[Position identification records]
╔══

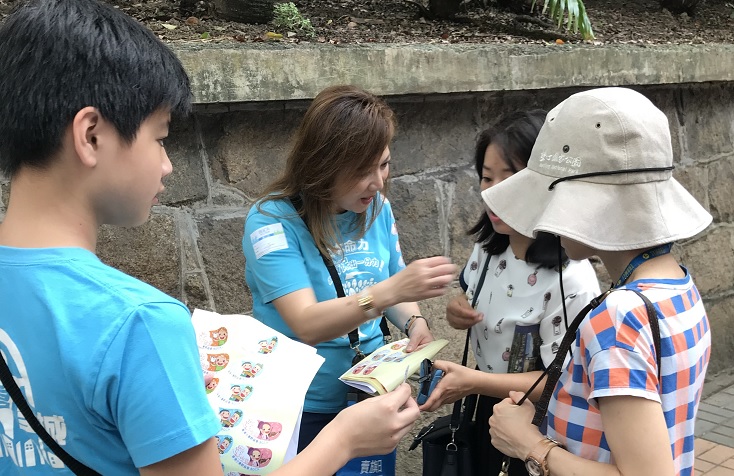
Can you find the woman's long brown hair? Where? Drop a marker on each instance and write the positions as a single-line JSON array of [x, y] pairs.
[[342, 136]]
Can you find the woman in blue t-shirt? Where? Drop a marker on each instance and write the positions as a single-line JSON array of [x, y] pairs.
[[328, 207]]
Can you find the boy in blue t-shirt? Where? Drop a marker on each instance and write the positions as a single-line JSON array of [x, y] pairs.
[[108, 364]]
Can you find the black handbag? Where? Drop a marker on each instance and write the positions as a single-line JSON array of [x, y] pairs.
[[448, 443]]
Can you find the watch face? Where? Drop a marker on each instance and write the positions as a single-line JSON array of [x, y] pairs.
[[533, 467]]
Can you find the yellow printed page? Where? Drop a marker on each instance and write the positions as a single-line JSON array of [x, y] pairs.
[[389, 366]]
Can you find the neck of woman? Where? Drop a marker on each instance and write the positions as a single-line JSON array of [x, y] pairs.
[[660, 267], [519, 245]]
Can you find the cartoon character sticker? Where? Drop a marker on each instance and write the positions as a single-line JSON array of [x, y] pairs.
[[229, 417], [398, 345], [380, 355], [252, 457], [212, 385], [239, 393], [268, 346], [223, 443], [217, 362], [250, 370], [268, 431], [219, 337]]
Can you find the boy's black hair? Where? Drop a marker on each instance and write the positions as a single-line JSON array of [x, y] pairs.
[[514, 135], [60, 56]]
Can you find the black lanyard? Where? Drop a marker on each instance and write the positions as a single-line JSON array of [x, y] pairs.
[[13, 390], [641, 258]]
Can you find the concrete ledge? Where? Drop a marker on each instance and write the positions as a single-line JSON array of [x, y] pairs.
[[273, 72]]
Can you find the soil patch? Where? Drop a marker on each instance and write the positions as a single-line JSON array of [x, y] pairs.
[[640, 22]]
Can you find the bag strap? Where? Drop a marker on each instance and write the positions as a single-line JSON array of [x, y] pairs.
[[470, 401], [297, 203], [8, 381]]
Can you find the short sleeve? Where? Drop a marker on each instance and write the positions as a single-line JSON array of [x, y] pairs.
[[619, 357], [273, 255], [151, 387]]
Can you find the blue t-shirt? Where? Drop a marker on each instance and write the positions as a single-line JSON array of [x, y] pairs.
[[281, 257], [108, 364]]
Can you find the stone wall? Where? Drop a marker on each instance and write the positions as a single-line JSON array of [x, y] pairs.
[[223, 155]]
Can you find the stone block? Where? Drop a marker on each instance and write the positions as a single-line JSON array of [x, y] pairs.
[[416, 213], [196, 293], [721, 192], [187, 182], [248, 149], [220, 244], [710, 260], [722, 336], [668, 100], [706, 127], [433, 134], [695, 179], [150, 252], [467, 208]]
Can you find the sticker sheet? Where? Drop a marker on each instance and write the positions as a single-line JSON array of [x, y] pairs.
[[259, 381]]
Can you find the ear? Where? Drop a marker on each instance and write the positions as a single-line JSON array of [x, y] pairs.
[[85, 130]]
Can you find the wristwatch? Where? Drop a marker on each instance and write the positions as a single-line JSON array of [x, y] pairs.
[[366, 303], [537, 461]]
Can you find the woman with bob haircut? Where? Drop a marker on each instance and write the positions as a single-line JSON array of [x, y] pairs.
[[516, 326], [328, 208]]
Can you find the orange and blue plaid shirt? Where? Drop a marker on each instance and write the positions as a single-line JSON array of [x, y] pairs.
[[614, 355]]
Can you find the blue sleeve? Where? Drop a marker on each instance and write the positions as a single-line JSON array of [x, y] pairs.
[[397, 263], [279, 270], [151, 385]]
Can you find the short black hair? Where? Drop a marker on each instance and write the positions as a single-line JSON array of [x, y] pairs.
[[514, 135], [60, 56]]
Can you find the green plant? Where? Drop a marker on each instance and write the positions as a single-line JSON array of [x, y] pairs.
[[286, 16], [578, 20]]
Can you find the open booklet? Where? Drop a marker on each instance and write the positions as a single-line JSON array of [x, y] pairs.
[[260, 379], [387, 367]]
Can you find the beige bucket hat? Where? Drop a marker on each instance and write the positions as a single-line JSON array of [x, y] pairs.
[[601, 174]]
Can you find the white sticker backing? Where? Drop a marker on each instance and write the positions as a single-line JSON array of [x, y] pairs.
[[268, 239]]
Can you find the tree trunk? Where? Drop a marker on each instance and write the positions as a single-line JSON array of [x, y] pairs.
[[245, 11]]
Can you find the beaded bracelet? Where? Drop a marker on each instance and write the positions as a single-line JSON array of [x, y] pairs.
[[409, 323]]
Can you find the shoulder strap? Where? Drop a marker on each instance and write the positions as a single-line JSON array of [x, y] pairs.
[[470, 402], [297, 203], [13, 390]]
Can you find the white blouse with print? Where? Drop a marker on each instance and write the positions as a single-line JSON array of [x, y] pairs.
[[523, 316]]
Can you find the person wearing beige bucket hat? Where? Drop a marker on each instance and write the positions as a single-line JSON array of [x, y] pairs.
[[601, 176]]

╚══

• [What is expected] Convert all of the data above into a JSON list of strings, one string per line, skipping any blank lines. Leave the pictures out of the result.

• [Response to the task]
[
  "Can you find the woman's long brown hair? Where? Drop a marker on each instance and write the positions as a single-line JSON array of [x, y] pairs.",
  "[[342, 136]]",
  "Can you find the woman in blue t-shirt? Where? Drop a marker on each instance and write the positions as a single-line JSON array of [x, y] pairs.",
  "[[328, 207]]",
  "Can you find the boy in blue t-shirt? Where? Drop a marker on each instance and write the positions as a single-line JSON array of [x, y] pairs.",
  "[[108, 364]]",
  "Can you find the black handbag? Where? Drop a marker on each instance and write the positions as a single-line JSON array of [x, y] pairs.",
  "[[448, 443]]",
  "Can you find the watch face? Where? Drop a marker on each instance and write the positions as a single-line JSON array of [x, y] pairs.",
  "[[533, 467]]",
  "Can you find the yellow printed page? Where? Drop a marker on each instance and write the positions as a single-line JSON array of [x, y] pairs.",
  "[[389, 366]]",
  "Can you find the neck of woman? Where? Drop a marker on each instance and write the positions as a single-line JSON array of [x, y] pairs.",
  "[[660, 267], [519, 245]]",
  "Can you find the cartoon character sticker? Where? Drop a marker on each instance and write the positions as a single-line JSON array of [x, y] pairs.",
  "[[229, 417], [398, 345], [380, 355], [252, 457], [212, 385], [239, 393], [268, 346], [223, 443], [217, 362], [250, 370], [268, 431], [219, 337]]",
  "Can you find the boy's black hair? Where? Drop a marker on each instance and write the positions as a single-line JSON array of [x, y] pairs.",
  "[[514, 135], [60, 56]]",
  "Can you find the black lanyard? Where? Drop a marker on each instance and write the positions as a single-line JSON array of [x, y] pairs.",
  "[[13, 390], [641, 258]]",
  "Can you find the concrete ledge? Where? Drop a marker on each instance and write the positions as a single-line JSON array of [x, y] pairs.",
  "[[273, 72]]",
  "Can you find the soil patch? Where? Drop a marker on each instance and write the positions as a single-line JSON array of [x, y] pairs.",
  "[[640, 22]]",
  "Can you find the bag strap? Where? Drop a marker on each instance and write the positions as a single-line JSON array of [x, y] pairs.",
  "[[470, 401], [297, 203], [8, 381]]",
  "Can you find the short sleeve? Where? Drop a marker on each instance and write the positions as a single-line JSON array of [x, y] pairs.",
  "[[619, 357], [273, 255], [151, 387]]",
  "Can you find the blue t-shirt? Where? Drop a marker on each instance and write the positions as a single-line JSON array of [x, y] pairs.",
  "[[281, 257], [108, 364]]",
  "Can you find the stone wall? Where? Drop a marker on each instance and write the positions as a single-line JSON array of [x, y] pairs.",
  "[[223, 155]]",
  "Can you find the stone block? Where? Drop a marker on each instance and write the positions as a single-line JSON array of [x, y] pairs.",
  "[[416, 213], [196, 293], [721, 192], [187, 182], [248, 149], [220, 244], [710, 260], [722, 336], [668, 100], [706, 127], [433, 134], [695, 179], [150, 252], [467, 208]]",
  "Can you find the sticker sheet? Where? Drop a marker on each instance and write the positions as a single-line JSON array of [x, y] pairs.",
  "[[259, 381]]",
  "Can you find the ear? Where? Drop a marker on each instance and write the positions as a single-line JSON array of [x, y] pairs.",
  "[[85, 130]]",
  "Can you find the wristwatch? Where? Drop a marker on each instance and write the positions as a single-line JSON array of [x, y] pairs.",
  "[[366, 303], [537, 461]]",
  "Can you find the woman with bob haircut? Where? Drop a marker on each instance and write the positions as a single-line JSON array of [x, y] pairs.",
  "[[516, 326], [328, 208]]",
  "Can you find the orange and blue plaid shirt? Where? Drop a marker on each instance and write the positions as a single-line JSON array of [x, y] pairs.",
  "[[614, 355]]",
  "Can you find the blue sleeve? Where? Drop a marker on each instance and write the positions as a single-line JSON array of [x, y] pairs.",
  "[[397, 263], [279, 270], [151, 385]]",
  "Can you find the short black hair? Where? Drop a marker on each instance and write the positions as a single-line JSON array of [x, y] pairs.",
  "[[514, 135], [60, 56]]",
  "Can you find the green plant? Where? Drop a marker on each instance and write the positions as a single-line JSON array of [x, y] pairs.",
  "[[286, 16], [578, 20]]",
  "Can you find the open booklet? Where? Drop a marker on each instance and write the positions as a single-line JSON array of [x, y] pairs.",
  "[[260, 379], [387, 367]]",
  "Can you find the beige bucket hat? Where? Drop a marker on each instance and write the positions as a single-line JSON array of [x, y] pairs.",
  "[[601, 174]]",
  "Can you find the white sticker backing? Where? Drop a marker on each instance and write the positions as a single-line JSON array of [x, y] pairs.",
  "[[268, 239]]",
  "Can you find the tree trunk? Where? Drop a marker on each instance and write the positions as a single-line JSON array of [x, y] pairs.",
  "[[245, 11]]",
  "Can you find the beaded bracelet? Where? Drop a marker on each instance and write the positions as a single-line JSON array of [x, y] pairs.",
  "[[409, 323]]",
  "Can you find the shoulder strap? Where? Drop a marker on each instance and write the positions as a single-line JSON array of [x, y] pairs.",
  "[[470, 402], [297, 203], [13, 390]]",
  "Can you find the white blouse with print? Where? Drop a marker on each instance and write the positions as a single-line JSON array of [x, y] pairs.",
  "[[523, 316]]",
  "Can you find the person wearing beige bucket hat? Where? Drop a marker on each instance and write the positions as a single-line JSON array of [x, y] pairs.",
  "[[601, 176]]"
]